### [EXERCISE TASK]
Starting at the line that contains "with rider in" and ending at the line that contains "top-left (52, 54), bottom-right (64, 68)", change "distance" to "background" and give back only those lines, with nothing else altered.

::: INPUT ROWS :::

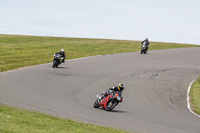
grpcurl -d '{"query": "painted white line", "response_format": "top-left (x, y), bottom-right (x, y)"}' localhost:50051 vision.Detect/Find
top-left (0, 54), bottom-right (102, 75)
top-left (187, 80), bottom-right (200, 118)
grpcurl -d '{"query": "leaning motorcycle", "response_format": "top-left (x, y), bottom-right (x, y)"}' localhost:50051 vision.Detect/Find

:::
::: INPUT ROWS :::

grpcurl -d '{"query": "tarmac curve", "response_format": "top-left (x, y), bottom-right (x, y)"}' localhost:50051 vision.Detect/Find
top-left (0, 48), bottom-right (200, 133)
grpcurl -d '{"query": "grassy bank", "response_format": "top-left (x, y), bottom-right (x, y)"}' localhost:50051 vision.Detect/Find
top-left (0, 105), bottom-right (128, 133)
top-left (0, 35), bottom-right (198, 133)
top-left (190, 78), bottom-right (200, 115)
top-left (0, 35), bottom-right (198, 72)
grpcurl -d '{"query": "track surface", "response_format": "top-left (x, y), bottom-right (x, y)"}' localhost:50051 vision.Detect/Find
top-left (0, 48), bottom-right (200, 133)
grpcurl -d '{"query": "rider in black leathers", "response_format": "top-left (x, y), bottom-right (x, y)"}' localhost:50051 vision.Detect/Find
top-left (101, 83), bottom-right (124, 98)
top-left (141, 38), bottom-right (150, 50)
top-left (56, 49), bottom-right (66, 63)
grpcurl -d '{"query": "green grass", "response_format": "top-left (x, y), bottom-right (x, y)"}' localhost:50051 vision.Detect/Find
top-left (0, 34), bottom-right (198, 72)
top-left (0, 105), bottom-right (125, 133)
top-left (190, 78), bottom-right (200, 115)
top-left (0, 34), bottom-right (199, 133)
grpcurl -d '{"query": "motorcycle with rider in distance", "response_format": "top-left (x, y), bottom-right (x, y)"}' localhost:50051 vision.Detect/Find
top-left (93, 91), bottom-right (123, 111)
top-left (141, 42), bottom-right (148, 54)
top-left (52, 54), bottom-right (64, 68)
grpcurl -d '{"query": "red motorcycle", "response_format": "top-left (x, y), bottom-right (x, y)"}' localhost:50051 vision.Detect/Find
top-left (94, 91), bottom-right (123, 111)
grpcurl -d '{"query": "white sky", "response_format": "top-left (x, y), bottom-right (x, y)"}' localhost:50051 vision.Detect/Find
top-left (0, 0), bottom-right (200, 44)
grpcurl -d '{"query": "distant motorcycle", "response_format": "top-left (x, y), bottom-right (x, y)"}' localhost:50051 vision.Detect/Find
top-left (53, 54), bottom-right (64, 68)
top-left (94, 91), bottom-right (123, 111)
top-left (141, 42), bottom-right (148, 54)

:::

### [COMPLETE OUTPUT]
grpcurl -d '{"query": "motorcycle with rider in background", "response_format": "top-left (x, y), bottom-right (x, y)"}' localhost:50051 vision.Detect/Find
top-left (93, 91), bottom-right (123, 111)
top-left (141, 42), bottom-right (148, 54)
top-left (52, 54), bottom-right (64, 68)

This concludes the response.